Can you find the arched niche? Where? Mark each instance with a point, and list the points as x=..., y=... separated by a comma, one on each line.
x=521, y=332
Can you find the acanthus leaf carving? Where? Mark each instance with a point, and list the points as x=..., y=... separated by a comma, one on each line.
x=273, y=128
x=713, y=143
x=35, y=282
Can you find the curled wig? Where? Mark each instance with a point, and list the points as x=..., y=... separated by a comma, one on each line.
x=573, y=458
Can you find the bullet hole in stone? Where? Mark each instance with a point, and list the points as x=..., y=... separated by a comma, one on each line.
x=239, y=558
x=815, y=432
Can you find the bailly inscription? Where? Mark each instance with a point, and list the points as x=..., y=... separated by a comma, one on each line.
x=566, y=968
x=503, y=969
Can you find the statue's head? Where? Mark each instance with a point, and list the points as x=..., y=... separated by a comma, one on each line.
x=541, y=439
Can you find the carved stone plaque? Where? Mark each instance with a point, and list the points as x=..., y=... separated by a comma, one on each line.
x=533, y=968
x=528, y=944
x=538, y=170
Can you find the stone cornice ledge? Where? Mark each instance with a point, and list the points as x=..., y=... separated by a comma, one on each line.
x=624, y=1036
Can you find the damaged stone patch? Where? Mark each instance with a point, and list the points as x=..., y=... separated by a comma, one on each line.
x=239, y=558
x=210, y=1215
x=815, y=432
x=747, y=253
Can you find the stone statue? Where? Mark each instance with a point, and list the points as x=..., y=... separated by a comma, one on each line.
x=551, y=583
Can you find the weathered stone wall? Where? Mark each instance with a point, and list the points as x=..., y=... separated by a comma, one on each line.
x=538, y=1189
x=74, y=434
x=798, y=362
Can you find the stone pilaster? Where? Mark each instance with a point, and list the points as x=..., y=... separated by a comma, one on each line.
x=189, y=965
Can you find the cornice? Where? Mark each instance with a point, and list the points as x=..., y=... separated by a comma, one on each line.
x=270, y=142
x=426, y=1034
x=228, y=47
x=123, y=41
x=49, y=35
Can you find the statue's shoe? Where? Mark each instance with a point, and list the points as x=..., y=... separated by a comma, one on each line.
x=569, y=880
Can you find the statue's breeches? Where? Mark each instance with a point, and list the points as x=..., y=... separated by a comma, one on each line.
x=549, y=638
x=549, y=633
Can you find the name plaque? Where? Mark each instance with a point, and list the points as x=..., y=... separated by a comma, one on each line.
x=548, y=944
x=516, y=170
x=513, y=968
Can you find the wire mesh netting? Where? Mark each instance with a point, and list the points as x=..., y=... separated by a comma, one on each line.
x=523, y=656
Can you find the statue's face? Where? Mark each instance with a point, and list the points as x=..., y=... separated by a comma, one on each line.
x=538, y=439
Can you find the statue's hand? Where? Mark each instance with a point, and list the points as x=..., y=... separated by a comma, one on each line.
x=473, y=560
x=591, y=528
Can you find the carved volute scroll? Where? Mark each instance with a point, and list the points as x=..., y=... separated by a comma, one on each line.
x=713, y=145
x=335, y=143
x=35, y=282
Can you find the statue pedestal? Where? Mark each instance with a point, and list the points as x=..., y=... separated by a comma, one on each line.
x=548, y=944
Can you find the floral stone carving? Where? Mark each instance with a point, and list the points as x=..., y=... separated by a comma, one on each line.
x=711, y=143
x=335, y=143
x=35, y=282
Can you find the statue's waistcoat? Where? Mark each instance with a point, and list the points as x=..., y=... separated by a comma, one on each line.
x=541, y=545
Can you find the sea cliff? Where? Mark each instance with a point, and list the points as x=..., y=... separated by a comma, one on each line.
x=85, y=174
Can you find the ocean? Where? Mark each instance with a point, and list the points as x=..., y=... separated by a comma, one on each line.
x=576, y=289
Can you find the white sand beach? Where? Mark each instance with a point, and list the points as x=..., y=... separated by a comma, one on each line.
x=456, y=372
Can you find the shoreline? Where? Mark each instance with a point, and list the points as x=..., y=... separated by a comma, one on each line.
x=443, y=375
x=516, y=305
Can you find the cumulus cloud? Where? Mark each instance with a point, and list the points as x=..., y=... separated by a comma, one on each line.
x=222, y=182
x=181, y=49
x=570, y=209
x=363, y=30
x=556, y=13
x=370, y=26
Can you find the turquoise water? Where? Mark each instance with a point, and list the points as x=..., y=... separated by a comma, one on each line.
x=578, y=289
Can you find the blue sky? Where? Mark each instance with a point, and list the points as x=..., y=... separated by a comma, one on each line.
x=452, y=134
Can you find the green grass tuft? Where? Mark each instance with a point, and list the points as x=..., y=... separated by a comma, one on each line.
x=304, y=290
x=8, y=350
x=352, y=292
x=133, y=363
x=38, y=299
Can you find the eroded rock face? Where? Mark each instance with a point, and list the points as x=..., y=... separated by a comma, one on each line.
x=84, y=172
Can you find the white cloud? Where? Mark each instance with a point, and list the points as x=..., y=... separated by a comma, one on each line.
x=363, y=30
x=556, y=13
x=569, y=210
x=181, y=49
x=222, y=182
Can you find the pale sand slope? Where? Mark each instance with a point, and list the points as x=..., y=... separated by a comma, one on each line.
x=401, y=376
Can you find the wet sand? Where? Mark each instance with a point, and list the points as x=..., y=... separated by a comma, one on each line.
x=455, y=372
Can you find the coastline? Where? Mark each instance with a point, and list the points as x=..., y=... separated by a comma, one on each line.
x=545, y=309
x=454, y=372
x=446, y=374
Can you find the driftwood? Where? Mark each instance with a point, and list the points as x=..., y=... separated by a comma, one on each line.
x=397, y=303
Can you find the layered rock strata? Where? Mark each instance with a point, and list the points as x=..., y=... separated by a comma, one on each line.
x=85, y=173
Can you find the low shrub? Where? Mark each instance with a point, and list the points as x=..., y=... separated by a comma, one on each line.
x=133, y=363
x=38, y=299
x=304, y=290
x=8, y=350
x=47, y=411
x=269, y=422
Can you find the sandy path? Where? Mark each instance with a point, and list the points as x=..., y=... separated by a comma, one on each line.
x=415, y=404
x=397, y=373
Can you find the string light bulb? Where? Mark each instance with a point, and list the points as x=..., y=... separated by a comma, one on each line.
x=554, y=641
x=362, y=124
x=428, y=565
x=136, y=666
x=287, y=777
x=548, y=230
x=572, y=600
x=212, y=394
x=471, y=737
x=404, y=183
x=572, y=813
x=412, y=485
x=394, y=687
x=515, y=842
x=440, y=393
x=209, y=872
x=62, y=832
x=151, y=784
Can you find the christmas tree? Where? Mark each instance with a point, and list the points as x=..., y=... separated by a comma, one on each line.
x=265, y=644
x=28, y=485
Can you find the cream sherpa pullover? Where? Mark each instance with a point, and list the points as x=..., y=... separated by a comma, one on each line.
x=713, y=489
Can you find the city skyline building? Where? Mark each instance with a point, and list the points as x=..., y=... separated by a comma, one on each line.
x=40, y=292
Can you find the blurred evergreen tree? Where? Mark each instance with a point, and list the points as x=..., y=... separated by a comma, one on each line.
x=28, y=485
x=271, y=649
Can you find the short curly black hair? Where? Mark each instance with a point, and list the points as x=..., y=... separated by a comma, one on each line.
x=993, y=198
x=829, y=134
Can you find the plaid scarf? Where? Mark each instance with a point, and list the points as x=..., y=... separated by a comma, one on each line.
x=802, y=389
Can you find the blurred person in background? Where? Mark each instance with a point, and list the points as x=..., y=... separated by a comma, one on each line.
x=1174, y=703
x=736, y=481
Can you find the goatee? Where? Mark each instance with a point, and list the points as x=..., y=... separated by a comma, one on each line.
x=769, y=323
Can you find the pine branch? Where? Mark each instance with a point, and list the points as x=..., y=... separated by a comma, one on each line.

------------------------------------

→ **Aim of the task**
Using the material above, output each line exactly as it appears.

→ **Result of this task**
Can you find the arched niche? Where? Mark each instance with a point, and list the points as x=..., y=... separated by a comma, one on each line.
x=521, y=332
Can you find the acanthus leaf carving? Where? Mark each instance with a point, and list the points as x=..., y=... separated by a comma, one on each line.
x=273, y=128
x=713, y=143
x=35, y=282
Can you find the curled wig? Where? Mark each instance with a point, and list the points as x=..., y=... separated by a comma, one on each line.
x=573, y=458
Can you find the bullet hole in stone? Where? Mark each instance with a point, and list the points as x=..., y=... separated by a comma, one on each line.
x=239, y=558
x=815, y=432
Can you find the bailly inscription? Where? Mark each instance with a point, and list the points as x=..., y=... separated by a comma, one on each line.
x=566, y=968
x=503, y=969
Can you find the statue's head? Where? Mark each instance with a point, and list the points as x=..., y=... separated by a comma, one on each line.
x=541, y=439
Can you find the carved stone plaque? Where? Mark each instance with a point, and list the points as x=..., y=... separated by a comma, one on each line.
x=533, y=968
x=528, y=944
x=538, y=170
Can you find the stone cornice ledge? Where? Mark each instance with a point, and list the points as x=..., y=... separated by a comma, one on each line.
x=624, y=1036
Can you find the damaged stone patch? Where? Mark each instance with a point, and list the points as x=..., y=... separated by a comma, one on each line.
x=239, y=558
x=210, y=1215
x=815, y=432
x=747, y=253
Can you find the stone statue? Where? Mark each instance with a point, and list the points as x=..., y=... separated by a comma, one on each line.
x=551, y=583
Can you find the weathered stone wall? Where? Mark each instance with a point, and list the points as x=..., y=... separated by a comma, one on each line.
x=538, y=1189
x=74, y=434
x=798, y=362
Can you find the stone pilaster? Where? Mark each instance with a point, and list the points as x=..., y=... separated by a comma, one on each line.
x=189, y=965
Can you find the cornice? Where? Mark each instance with a point, and list the points as x=..., y=... separated by a comma, one on each line.
x=270, y=142
x=426, y=1034
x=228, y=47
x=123, y=41
x=49, y=35
Can you find the statue's shoe? Where? Mark each instance with a point, and list the points as x=..., y=... separated by a comma, one on each line.
x=569, y=880
Can you find the statue's breeches? Where? Mark each instance with a point, and list the points as x=..., y=... separated by a comma, one on each line.
x=549, y=638
x=549, y=633
Can you find the name plaque? Where? Mark each instance with a point, and list the points as x=..., y=... separated by a comma, one on each line.
x=548, y=944
x=516, y=170
x=513, y=968
Can you find the wire mesh netting? Where? Mark each instance with a point, and list the points as x=..., y=... separated by a comma, one on each line.
x=523, y=656
Can you find the statue's face? Where? Mark each instance with a point, and list the points as x=..., y=... separated by a comma, one on each line.
x=538, y=439
Can you find the statue's hand? Where? Mark each instance with a point, and list the points as x=..., y=... separated by a comma, one on each line.
x=473, y=560
x=591, y=528
Can you find the carved volute scroll? Where? Mark each instance with a point, and list the points as x=..., y=... separated by a comma, one on each line.
x=713, y=145
x=335, y=143
x=35, y=282
Can you find the statue pedestal? Where? Mark each instance with a point, and list the points as x=..., y=... separated by a comma, one on each line.
x=548, y=944
Can you find the floral stone carving? Where? Mark each instance with a point, and list the points as x=..., y=... separated by a comma, one on each line.
x=711, y=143
x=335, y=143
x=35, y=282
Can you find the statue's waistcoat? Where? Mark each instance with a point, and list the points as x=..., y=... separated by a comma, one on each line.
x=541, y=545
Can you find the sea cliff? Where? Mark each instance with a point, and list the points as x=..., y=... separated by a comma, one on each line.
x=85, y=174
Can you find the ocean? Where? Mark each instance with a point, and list the points as x=..., y=... separated by a comma, one on each line.
x=576, y=289
Can you find the white sand beach? Where? Mark each instance with a point, and list the points as x=..., y=... separated by a comma, one on each line.
x=456, y=372
Can you find the shoreline? Where? Mark each instance with a point, and list the points as x=..., y=... separated by a comma, one on each line.
x=443, y=375
x=516, y=305
Can you find the cumulus cloud? Where? Mark each instance with a point, and list the points as x=..., y=... separated by a comma, one on each line.
x=222, y=182
x=181, y=49
x=570, y=209
x=363, y=30
x=556, y=13
x=370, y=26
Can you find the turquoise water? Where? Mark each instance with a point, and list the points as x=..., y=... separated by a comma, one on each line.
x=578, y=289
Can you find the blue sky? Where? Mark each instance with a point, and list the points as x=..., y=... separated by a comma, one on each line.
x=452, y=134
Can you find the green grass tuft? Where? Mark each instance with a point, and list the points as x=..., y=... separated by a comma, one on each line.
x=304, y=290
x=8, y=350
x=352, y=292
x=133, y=363
x=38, y=299
Can you find the eroded rock face? Where? Mark each instance with a point, and list the points as x=..., y=... separated by a comma, one on each line.
x=84, y=172
Can you find the white cloud? Where? Mark each instance with a point, and list the points as x=..., y=... separated by a comma, one on each line.
x=363, y=30
x=556, y=13
x=569, y=210
x=181, y=49
x=222, y=182
Can you find the pale sand slope? Where? Mark each instance with a point, and list the points as x=..., y=... separated by a comma, one on each line.
x=401, y=376
Can you find the wet sand? Where? Mark each instance with a point, and list the points as x=..., y=... separated by a comma, one on each line.
x=455, y=372
Can you find the coastline? Where? Mark each instance with a point, and list the points as x=..., y=... separated by a comma, one on each line.
x=545, y=309
x=454, y=372
x=446, y=374
Can you find the driftwood? Where? Mark each instance with a point, and list the points as x=..., y=... separated by a comma, one on each line.
x=397, y=303
Can you find the layered rock strata? Where? Mark each instance with a point, and list the points as x=..., y=... separated by a comma, one on each line.
x=85, y=173
Can you find the low shrub? Where? Mark each instance with a point, and list the points as x=..., y=... separated by a comma, one on each line.
x=133, y=363
x=38, y=299
x=304, y=290
x=8, y=350
x=47, y=411
x=269, y=422
Can you find the sandy path? Where? Mark each instance with a point, and list the points as x=..., y=... separated by a comma, one on each line.
x=415, y=404
x=397, y=373
Can you find the string light bulb? Where? Mark each instance with a point, and list the points as x=..., y=... separated by a comma, one on each line.
x=554, y=641
x=362, y=124
x=428, y=565
x=136, y=666
x=287, y=777
x=548, y=230
x=572, y=600
x=212, y=394
x=471, y=737
x=404, y=183
x=572, y=813
x=412, y=485
x=394, y=687
x=515, y=842
x=440, y=393
x=209, y=872
x=62, y=832
x=151, y=784
Can you find the christmas tree? Where? Mark each instance with a point, and list the points as x=..., y=... separated by a comma, one on each line.
x=265, y=644
x=28, y=485
Can you find the cream sherpa pullover? Where? Mark each instance with a point, and list the points as x=..., y=... separated by a comma, one on each line.
x=713, y=489
Can you find the city skyline building? Where? Mark each instance with a point, and list the points as x=..., y=... separated by a comma, one on each line.
x=40, y=292
Can you find the blurred evergreen tree? Where? Mark each instance with a point, and list the points as x=..., y=... separated by a comma, one on each line.
x=28, y=485
x=271, y=649
Can you find the short curly black hair? Where? Mark each instance with a point, and list the points as x=..., y=... separated by a comma, one on each line.
x=993, y=198
x=829, y=134
Can you find the plaid scarf? Where? Mark each instance with a point, and list the points as x=..., y=... separated by a comma, one on each line.
x=802, y=389
Can you find the blurred person in background? Where? Mark each instance with a point, and list the points as x=..., y=... separated by a comma, one on each line.
x=1174, y=703
x=736, y=481
Can you find the goatee? Where? Mark each instance with a point, and list the points as x=..., y=... separated by a comma, one on each line.
x=769, y=323
Can you find the pine branch? Where? Mark each instance with a point, and list the points as x=..., y=... separated by a comma, one on each line.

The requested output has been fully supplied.